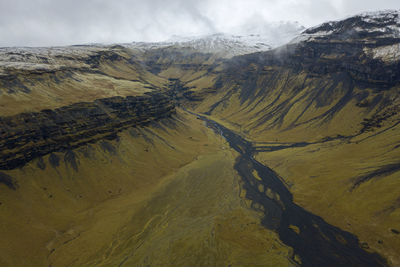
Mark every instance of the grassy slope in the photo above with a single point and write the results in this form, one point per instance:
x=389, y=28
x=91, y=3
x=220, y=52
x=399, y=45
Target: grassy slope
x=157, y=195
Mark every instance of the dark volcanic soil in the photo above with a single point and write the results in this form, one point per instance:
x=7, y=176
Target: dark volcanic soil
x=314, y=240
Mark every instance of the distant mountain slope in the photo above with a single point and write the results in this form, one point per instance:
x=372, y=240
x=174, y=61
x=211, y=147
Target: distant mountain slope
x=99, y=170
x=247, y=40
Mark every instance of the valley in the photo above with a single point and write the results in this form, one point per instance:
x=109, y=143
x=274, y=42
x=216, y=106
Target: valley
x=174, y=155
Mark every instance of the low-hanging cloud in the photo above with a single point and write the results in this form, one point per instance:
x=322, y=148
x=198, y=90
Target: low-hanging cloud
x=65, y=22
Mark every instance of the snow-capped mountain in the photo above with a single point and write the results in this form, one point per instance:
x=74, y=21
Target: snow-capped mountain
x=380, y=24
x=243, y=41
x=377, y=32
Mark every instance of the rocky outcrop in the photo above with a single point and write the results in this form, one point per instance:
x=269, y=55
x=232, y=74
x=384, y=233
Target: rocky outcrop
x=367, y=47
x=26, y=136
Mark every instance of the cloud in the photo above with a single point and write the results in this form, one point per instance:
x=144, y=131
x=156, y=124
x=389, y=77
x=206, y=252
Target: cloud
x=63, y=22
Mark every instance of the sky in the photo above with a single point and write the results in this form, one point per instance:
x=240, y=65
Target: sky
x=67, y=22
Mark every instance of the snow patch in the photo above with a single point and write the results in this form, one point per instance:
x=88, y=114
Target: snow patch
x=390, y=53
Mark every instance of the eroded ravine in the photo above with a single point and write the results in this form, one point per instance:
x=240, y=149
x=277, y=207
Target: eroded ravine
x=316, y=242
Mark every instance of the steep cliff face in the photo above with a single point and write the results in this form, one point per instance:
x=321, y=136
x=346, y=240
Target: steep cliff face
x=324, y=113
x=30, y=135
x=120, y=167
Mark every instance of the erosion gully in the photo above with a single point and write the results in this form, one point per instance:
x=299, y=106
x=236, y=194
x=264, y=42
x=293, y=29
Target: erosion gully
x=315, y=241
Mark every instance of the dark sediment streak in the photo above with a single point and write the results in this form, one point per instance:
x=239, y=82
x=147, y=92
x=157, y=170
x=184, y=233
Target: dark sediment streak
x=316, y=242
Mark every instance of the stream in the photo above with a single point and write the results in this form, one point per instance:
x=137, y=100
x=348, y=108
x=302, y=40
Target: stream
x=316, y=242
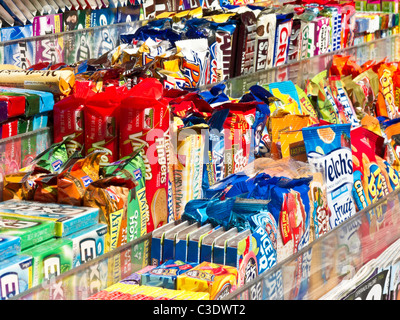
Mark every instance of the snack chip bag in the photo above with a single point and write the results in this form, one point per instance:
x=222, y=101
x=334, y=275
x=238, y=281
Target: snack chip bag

※ ※ ※

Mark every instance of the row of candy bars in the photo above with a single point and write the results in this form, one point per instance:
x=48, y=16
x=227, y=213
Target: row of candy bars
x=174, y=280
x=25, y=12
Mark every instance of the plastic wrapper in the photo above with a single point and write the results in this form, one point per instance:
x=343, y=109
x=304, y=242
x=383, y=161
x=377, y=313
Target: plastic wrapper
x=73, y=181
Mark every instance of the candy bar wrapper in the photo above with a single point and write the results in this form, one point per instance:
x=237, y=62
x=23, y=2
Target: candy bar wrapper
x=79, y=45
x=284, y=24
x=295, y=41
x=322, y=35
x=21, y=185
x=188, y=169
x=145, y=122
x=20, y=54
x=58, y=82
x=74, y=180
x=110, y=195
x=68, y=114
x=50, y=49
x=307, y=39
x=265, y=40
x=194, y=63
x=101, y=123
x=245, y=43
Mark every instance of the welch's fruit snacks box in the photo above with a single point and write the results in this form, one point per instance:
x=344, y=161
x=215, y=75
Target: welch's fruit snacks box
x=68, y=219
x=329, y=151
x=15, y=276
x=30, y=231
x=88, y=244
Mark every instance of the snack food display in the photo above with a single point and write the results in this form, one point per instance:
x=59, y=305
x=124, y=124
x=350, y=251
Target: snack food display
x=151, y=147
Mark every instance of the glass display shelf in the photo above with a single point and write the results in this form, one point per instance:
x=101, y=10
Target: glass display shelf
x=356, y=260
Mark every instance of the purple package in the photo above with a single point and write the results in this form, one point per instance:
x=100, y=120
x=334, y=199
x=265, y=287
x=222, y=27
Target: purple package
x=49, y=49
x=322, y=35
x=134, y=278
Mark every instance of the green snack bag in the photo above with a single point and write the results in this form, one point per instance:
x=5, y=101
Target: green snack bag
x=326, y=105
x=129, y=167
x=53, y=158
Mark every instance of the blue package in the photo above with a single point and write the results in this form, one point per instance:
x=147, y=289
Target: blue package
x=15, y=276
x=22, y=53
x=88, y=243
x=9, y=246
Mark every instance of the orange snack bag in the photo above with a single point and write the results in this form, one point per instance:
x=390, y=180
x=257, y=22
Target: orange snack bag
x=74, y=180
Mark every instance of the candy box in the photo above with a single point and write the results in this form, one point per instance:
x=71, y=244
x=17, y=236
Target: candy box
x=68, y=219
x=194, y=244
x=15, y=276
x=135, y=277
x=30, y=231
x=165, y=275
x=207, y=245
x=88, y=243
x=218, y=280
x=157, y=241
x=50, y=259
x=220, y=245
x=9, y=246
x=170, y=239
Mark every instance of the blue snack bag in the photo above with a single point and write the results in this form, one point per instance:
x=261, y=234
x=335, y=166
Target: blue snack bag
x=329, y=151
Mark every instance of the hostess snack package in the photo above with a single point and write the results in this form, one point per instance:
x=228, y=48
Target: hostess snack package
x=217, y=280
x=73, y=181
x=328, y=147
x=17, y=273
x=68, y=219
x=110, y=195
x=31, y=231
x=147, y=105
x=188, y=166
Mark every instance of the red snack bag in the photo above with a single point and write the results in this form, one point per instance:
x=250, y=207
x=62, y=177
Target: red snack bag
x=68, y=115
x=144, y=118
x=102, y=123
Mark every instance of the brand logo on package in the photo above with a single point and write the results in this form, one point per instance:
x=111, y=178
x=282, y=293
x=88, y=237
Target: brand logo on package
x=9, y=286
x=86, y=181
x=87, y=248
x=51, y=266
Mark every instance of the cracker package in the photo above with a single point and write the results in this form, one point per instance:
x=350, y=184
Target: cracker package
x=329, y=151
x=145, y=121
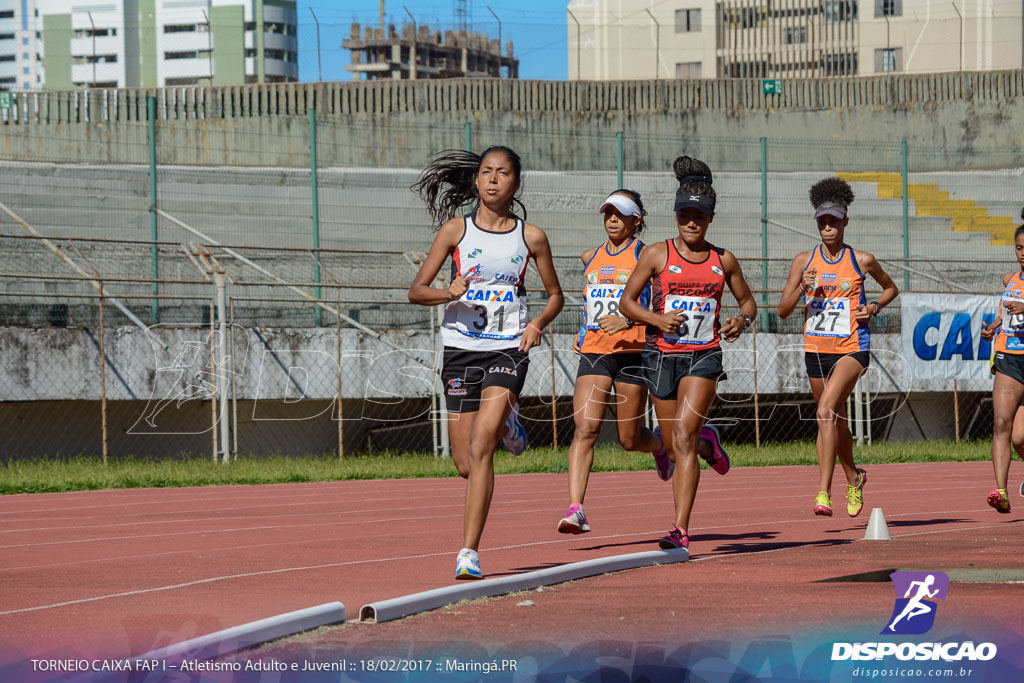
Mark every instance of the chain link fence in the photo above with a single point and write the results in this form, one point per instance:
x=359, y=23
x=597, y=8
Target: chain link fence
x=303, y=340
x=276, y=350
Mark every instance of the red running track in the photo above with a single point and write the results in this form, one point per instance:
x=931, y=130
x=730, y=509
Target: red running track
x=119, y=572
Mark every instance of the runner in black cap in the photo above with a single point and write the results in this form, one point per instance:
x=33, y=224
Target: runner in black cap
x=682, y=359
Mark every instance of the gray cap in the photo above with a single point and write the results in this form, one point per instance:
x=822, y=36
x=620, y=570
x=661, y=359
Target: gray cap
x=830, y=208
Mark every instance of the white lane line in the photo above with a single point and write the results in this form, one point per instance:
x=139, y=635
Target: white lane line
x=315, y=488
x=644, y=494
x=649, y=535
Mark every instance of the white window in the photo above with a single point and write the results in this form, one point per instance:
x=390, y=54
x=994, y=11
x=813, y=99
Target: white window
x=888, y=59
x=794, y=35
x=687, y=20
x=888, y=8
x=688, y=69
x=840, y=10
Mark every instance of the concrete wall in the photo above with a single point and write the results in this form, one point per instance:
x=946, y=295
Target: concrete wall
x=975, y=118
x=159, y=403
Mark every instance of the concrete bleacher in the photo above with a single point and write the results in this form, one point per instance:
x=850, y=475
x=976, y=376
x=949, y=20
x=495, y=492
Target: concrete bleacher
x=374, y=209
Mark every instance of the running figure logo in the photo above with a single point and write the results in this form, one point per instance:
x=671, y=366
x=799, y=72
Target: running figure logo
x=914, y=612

※ ※ ※

> [Instructions for the task] Can you repeat, word for word, every line above from the one containing "Mark every instance of the candy box" down to the one containing "x=228, y=48", including both?

> [Completed task]
Mark every instance of the candy box in the photo above with a single point and write the results in this form, one point per instance:
x=71, y=244
x=17, y=236
Target: candy box
x=68, y=219
x=194, y=244
x=15, y=276
x=135, y=277
x=30, y=231
x=165, y=275
x=207, y=245
x=88, y=243
x=218, y=280
x=157, y=241
x=50, y=259
x=220, y=245
x=9, y=246
x=170, y=239
Mark every instance of the blue snack bag in the photo above with a single point and write the results in this form, one point per instance:
x=261, y=234
x=335, y=166
Target: blue snack bag
x=329, y=151
Mark every instance of the hostess snack package in the photo above with a single point and write the results in this form, one point per instance:
x=228, y=48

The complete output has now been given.